§ **What this task involves**:
The records that follow are to be transcribed in full, without their images.

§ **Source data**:
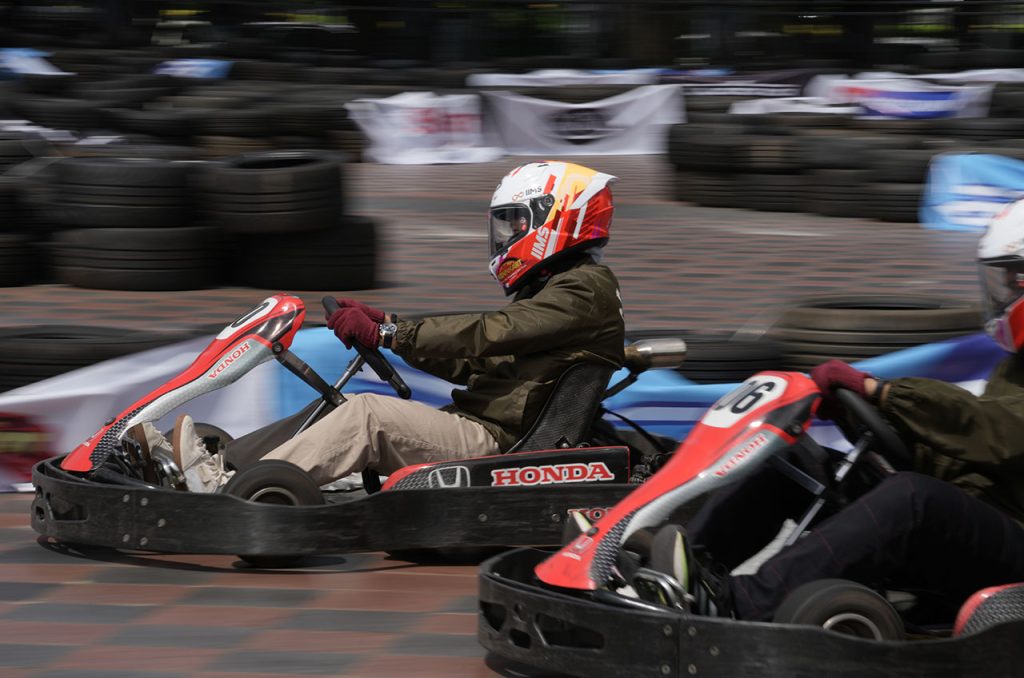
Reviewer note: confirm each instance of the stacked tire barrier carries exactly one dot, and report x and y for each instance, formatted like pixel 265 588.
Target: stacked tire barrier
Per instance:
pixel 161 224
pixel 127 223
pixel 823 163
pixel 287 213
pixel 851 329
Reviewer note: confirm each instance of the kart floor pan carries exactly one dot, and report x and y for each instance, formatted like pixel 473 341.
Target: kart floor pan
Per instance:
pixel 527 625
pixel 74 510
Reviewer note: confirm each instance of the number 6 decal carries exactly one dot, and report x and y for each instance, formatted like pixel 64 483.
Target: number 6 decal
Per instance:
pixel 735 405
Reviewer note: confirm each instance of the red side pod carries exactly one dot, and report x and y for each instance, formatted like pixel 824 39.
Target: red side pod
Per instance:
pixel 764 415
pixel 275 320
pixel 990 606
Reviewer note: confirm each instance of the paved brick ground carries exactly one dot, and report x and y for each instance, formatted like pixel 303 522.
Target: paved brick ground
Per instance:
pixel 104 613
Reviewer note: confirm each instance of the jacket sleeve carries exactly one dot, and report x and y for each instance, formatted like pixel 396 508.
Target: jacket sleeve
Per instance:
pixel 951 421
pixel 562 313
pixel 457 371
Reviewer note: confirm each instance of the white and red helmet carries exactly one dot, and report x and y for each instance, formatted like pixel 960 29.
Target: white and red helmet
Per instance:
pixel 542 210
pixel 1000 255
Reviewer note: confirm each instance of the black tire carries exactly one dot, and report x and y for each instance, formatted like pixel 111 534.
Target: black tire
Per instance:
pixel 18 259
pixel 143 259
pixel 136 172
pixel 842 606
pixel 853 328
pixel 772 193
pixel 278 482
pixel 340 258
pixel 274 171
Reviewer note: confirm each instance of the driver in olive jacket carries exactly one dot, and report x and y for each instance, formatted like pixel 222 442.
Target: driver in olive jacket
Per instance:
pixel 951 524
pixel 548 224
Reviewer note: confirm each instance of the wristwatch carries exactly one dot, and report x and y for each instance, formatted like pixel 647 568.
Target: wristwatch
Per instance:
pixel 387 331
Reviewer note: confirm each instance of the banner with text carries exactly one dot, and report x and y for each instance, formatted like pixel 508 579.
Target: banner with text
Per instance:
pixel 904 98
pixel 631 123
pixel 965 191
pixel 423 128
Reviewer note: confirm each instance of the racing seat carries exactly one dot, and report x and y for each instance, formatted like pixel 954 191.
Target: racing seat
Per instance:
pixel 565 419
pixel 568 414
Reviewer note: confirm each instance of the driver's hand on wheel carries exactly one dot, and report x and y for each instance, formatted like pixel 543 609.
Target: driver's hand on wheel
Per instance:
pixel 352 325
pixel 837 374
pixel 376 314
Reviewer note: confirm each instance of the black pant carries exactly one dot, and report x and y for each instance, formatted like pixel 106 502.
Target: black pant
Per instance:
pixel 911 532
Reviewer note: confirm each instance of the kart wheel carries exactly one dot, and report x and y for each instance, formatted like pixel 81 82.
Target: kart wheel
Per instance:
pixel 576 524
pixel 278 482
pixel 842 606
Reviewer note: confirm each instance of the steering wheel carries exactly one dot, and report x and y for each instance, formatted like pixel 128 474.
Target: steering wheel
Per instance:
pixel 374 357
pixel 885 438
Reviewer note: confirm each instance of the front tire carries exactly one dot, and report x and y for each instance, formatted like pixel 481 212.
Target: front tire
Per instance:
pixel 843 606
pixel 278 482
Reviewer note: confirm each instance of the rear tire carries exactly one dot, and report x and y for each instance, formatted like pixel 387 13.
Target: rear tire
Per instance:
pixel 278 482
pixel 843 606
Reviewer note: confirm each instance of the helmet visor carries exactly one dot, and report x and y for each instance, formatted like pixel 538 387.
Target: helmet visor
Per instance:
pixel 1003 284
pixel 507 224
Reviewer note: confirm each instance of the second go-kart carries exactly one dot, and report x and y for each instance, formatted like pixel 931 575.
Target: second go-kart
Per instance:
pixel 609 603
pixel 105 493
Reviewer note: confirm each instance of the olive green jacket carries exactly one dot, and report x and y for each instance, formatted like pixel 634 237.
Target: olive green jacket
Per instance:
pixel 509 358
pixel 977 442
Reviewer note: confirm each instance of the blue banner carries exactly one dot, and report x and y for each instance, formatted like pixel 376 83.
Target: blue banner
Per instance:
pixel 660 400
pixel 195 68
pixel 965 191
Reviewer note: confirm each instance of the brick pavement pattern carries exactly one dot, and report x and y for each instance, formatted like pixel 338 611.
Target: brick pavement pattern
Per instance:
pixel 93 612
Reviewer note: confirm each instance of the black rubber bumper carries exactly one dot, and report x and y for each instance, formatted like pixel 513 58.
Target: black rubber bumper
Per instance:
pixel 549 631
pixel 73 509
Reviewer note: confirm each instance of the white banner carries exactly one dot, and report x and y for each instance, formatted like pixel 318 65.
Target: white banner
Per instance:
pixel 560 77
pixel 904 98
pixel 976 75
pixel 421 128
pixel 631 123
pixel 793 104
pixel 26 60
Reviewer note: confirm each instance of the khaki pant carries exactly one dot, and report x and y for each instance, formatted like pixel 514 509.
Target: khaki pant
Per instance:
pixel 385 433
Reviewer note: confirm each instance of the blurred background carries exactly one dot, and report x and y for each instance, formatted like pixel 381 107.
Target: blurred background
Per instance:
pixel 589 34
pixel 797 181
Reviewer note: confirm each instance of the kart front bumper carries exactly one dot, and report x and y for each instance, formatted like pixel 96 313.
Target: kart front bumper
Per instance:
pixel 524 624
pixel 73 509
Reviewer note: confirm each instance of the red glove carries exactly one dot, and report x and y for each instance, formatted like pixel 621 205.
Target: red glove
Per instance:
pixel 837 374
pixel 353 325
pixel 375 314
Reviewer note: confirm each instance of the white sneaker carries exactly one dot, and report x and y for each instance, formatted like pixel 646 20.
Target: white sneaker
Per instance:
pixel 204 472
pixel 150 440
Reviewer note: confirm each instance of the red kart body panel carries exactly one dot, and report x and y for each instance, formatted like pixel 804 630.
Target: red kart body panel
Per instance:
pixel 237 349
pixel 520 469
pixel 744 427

§ **Solution below**:
Reviewer note: confirm each instance of the stacked tire barrier carries exactly one dot, and report x and y for each instance, formatted like pixel 265 588.
Target: stacked tire barrier
Per instance:
pixel 161 224
pixel 127 223
pixel 823 163
pixel 287 213
pixel 851 329
Reviewer note: confirm each instance of the kart floor pan carries exactly one dot, and report x and y for each instance, formatted like pixel 473 341.
Target: kart floor pan
Per instance:
pixel 527 625
pixel 74 510
Reviewer note: confirm each instance of the number 6 decal carries exactly one dot, and report x and y for each instance, formatted like pixel 64 483.
Target: number 6 decal
Per instance:
pixel 735 405
Reviewer note: confirm each instance of the red side pod carries exactly one dot, and report x and y for each instance, formatted like pixel 824 39.
Target: red side pod
Per instance:
pixel 764 415
pixel 275 320
pixel 990 606
Reviewer note: confirm each instance of the paved brick ground carries exactly one dot, and report x and y for each instance, formatted like pixel 303 522.
Target: paved brick ground
Per instance:
pixel 104 613
Reviewer note: confirm each instance of the jacket sleeve carries exactly one dot, and report x and y for each instance, formatted like pixel 396 508.
Target: jacket sleeve
Per instance:
pixel 951 421
pixel 562 313
pixel 457 371
Reviewer note: confirm each instance of the white and red helmet carries exactly one dot, and report x and y for each instance, formatted like pixel 960 29.
Target: white and red helmet
Per instance:
pixel 542 210
pixel 1000 255
Reviewer note: confirm each instance of the black tire carries exactly one dot, and report x and y for each instance, formatted like pixel 111 534.
Target: black tire
Per instance:
pixel 18 259
pixel 143 259
pixel 136 172
pixel 842 606
pixel 853 328
pixel 772 193
pixel 278 482
pixel 340 258
pixel 274 171
Reviewer note: confirm each instance of the driver in olive jacket carries exactly one dot, and report x and y for each instance, formatted like pixel 222 442.
Target: driver in olive jacket
Per instance:
pixel 951 524
pixel 548 224
Reviewer note: confirm each instance of the wristwatch carries exactly one dot, and report x and y for each instance, formatted like pixel 647 568.
Target: wristwatch
Per instance:
pixel 387 331
Reviewer note: confirm each instance of the banner with text carries exactly one dot, and report x and y for each instance, formatted like pixel 508 579.
Target: banner with text
Per instance:
pixel 904 98
pixel 631 123
pixel 965 191
pixel 423 128
Reviewer note: confirm each instance of the racing seat carries exactly one dot, and report x and y for each instance, formatted like pixel 954 191.
Target: racing seat
Per instance:
pixel 565 419
pixel 568 414
Reviewer note: confirm each instance of the driver's hand on wheel carries exactly one dot, and report x and y for each instance, formatted like pixel 543 609.
Target: driver's hand on wheel
Per instance:
pixel 352 325
pixel 837 374
pixel 376 314
Reviewer note: confirm each instance of the black pant carries exactly one dot, and report x and y for each instance, formatted like pixel 106 502.
Target: black pant
Per instance:
pixel 911 532
Reviewer note: confirm each instance of the kart wheel carries exactly one dot, and report x and y for each instance, formatted like pixel 81 82.
Target: kart wheel
Per instance:
pixel 576 524
pixel 278 482
pixel 842 606
Reviewer note: confirm each instance of the steering wheel carries exactly one dot, and report x and y for each instance, formatted like pixel 128 474.
Target: steering wheel
Per instance:
pixel 374 357
pixel 885 438
Reviewer note: confirm each instance of the front tire carries exactly one dot, and report x and y for each instance, formatted like pixel 481 212.
Target: front tire
Per instance:
pixel 843 606
pixel 278 482
Reviewer note: confirm each instance of the rear tire carries exactly one dot, and report x and y for each instance, formatted like pixel 387 13.
Target: rear tire
Per instance:
pixel 278 482
pixel 843 606
Reviewer note: confirm each instance of the helmet visor carries exactly one dot, and report x and y for each instance, formatted like pixel 538 387.
Target: helmet visor
Per instance:
pixel 1003 284
pixel 507 224
Reviewer note: confirm each instance of the second go-kart carries exactly one dot, and report x and y for each instance, formatted like pixel 931 575.
Target: second go-kart
Per instance:
pixel 609 603
pixel 105 493
Reviewer note: confirm each instance of the olive green jacket carries exactly one dot, and report x and y for each instance, formatted like pixel 634 237.
Target: olive green jacket
Per instance:
pixel 509 358
pixel 977 442
Reviewer note: confirm each instance of the blue banner carries exactly one dot, and report x and y for each instance, formatted like pixel 376 83.
Target: blue banner
Per instance:
pixel 660 400
pixel 195 68
pixel 965 191
Reviewer note: confirm each instance of the brick pavement pattern carries exactly one dot, and report x and y for each instance, formatted like pixel 338 611.
Target: brick pavement pattern
Per instance:
pixel 93 612
Reviewer note: confirm each instance of the black rubber bumper carries exactly one dot, and report x and y for each instance, formatted like pixel 513 58.
Target: black rubber bumper
Per instance:
pixel 549 631
pixel 73 509
Reviewer note: confirm each instance of the white banner carries exactly one dot, and report x and y for each instance, formatted like pixel 318 65.
Target: white banner
Per instance:
pixel 560 77
pixel 904 98
pixel 976 75
pixel 421 128
pixel 631 123
pixel 793 104
pixel 26 60
Reviewer note: confirm each instance of the khaki pant carries exactly one dot, and report x and y for each instance, formatted like pixel 514 509.
Target: khaki pant
Per instance:
pixel 385 433
Reviewer note: confirm each instance of the blurred background carries exactly one dot, and report x and y for each instance, formatted like pixel 381 107.
Target: blurred background
Per instance:
pixel 589 34
pixel 797 181
Reviewer note: confirm each instance of the kart front bumper carries exactly one dot, and report x and y for each instance, formatted like pixel 96 313.
Target: kart front bumper
Per instance:
pixel 524 624
pixel 73 509
Reviewer note: confirm each instance of the red glove carries exactly one dot, and report x and y for each instance, formatted like pixel 621 205.
Target: red glove
Per instance:
pixel 837 374
pixel 353 325
pixel 375 314
Reviewer note: confirm each instance of the white sneaker carries exactly one dot, and report x and y for each instance, formatted like pixel 646 20.
Target: white sneaker
Per instance:
pixel 204 472
pixel 150 440
Reviewer note: confirm each instance of the red kart body panel carries exactly one dot, and report x and y for each instance, formatted like pixel 804 630.
Target: red kart body panel
Per instance:
pixel 237 349
pixel 520 469
pixel 744 427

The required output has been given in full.